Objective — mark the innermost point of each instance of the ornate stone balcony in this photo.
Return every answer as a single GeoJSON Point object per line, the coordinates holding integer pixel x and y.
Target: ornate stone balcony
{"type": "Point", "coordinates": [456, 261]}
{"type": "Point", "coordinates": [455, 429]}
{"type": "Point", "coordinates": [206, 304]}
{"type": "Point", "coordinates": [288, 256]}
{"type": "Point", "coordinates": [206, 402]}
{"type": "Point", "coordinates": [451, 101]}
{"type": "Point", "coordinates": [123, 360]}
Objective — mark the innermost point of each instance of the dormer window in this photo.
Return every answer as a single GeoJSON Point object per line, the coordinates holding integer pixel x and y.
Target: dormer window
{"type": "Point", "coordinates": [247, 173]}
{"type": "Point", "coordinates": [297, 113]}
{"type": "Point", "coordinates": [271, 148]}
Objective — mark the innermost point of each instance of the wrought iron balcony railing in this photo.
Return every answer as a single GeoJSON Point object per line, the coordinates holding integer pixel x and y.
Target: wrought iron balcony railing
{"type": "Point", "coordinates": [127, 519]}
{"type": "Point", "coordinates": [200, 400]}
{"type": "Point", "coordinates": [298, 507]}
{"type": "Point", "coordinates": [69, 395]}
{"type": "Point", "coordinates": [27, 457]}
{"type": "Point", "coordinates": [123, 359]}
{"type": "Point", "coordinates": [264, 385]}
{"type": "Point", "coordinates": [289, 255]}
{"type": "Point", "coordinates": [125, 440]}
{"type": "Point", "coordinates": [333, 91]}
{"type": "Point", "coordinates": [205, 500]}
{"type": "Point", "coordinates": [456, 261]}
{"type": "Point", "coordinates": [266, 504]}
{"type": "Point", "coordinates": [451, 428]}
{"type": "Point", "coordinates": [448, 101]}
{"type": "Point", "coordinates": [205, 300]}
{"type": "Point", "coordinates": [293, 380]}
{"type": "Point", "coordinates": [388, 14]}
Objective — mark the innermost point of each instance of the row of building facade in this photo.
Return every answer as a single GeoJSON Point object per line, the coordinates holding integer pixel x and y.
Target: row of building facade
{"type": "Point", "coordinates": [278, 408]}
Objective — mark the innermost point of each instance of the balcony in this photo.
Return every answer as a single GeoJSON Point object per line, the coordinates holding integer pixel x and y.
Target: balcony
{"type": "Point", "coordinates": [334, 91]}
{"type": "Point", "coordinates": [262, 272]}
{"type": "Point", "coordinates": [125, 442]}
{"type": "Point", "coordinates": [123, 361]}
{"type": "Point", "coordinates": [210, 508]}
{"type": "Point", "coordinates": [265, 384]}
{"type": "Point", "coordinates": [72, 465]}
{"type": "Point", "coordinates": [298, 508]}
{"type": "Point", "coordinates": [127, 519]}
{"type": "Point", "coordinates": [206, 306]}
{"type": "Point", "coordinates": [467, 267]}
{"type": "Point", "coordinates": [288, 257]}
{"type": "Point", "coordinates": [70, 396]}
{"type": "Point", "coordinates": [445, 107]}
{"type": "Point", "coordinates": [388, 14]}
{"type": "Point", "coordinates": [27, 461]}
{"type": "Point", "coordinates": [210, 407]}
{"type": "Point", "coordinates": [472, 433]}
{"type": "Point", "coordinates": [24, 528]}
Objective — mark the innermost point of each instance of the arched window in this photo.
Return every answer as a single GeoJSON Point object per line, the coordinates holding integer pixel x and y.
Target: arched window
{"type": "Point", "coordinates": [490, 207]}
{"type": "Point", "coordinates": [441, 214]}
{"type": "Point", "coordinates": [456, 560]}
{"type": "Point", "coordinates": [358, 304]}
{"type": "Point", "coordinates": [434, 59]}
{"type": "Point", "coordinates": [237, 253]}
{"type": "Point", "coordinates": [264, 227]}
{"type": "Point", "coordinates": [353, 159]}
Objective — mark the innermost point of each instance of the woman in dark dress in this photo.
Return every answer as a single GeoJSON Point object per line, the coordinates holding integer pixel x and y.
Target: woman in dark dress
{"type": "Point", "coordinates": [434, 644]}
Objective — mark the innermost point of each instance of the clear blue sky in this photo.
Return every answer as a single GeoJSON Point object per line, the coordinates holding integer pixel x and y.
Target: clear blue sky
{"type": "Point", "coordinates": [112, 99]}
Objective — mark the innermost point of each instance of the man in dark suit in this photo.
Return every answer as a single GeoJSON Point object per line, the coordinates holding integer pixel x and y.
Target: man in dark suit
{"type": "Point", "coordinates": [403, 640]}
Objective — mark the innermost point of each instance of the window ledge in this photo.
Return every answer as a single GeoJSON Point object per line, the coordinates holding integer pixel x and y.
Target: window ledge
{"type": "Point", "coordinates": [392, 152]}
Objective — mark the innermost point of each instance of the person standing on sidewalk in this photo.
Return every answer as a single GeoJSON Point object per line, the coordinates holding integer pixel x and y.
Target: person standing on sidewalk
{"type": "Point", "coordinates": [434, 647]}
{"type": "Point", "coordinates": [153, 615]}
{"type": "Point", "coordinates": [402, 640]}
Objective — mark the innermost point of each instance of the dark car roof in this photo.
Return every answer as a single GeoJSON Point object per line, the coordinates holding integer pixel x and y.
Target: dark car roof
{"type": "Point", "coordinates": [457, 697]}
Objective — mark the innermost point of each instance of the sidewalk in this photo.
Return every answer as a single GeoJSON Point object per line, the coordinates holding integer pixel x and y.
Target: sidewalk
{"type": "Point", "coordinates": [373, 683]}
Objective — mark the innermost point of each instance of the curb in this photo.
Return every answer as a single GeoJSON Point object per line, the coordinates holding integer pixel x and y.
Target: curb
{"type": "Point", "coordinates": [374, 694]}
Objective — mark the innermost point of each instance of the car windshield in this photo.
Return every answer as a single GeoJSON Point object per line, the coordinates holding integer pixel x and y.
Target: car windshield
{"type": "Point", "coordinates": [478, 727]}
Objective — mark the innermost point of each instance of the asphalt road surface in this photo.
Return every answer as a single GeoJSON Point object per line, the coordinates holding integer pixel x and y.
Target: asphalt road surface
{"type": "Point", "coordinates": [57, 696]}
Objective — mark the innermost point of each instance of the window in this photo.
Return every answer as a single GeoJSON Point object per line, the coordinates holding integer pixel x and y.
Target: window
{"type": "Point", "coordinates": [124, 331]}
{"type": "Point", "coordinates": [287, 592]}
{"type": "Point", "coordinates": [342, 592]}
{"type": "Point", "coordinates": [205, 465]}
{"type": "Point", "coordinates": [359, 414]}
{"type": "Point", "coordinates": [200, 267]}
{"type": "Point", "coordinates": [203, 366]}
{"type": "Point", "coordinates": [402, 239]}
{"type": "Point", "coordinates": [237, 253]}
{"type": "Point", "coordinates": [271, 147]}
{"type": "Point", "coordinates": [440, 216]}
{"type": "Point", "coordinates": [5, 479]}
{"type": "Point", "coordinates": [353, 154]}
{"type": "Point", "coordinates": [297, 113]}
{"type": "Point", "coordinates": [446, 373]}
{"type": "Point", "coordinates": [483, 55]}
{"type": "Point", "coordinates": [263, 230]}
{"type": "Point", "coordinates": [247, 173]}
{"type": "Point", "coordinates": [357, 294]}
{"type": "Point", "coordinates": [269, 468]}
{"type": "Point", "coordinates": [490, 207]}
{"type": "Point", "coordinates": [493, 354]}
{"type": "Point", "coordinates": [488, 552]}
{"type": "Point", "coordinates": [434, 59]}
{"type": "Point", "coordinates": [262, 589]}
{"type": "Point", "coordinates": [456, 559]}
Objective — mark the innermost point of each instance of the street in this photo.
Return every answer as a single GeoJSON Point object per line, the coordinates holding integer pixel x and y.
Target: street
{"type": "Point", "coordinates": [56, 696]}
***
# STATED GOAL:
Give back exactly the lines from the line containing "street in this photo." to the end of the entries, and no other lines.

# OUTPUT OF THE TASK:
Objective — mark the innermost point of each instance of the street in this photo.
Return every answer as a single GeoJSON Point object per line, the coordinates holding integer pixel x and y.
Target: street
{"type": "Point", "coordinates": [56, 696]}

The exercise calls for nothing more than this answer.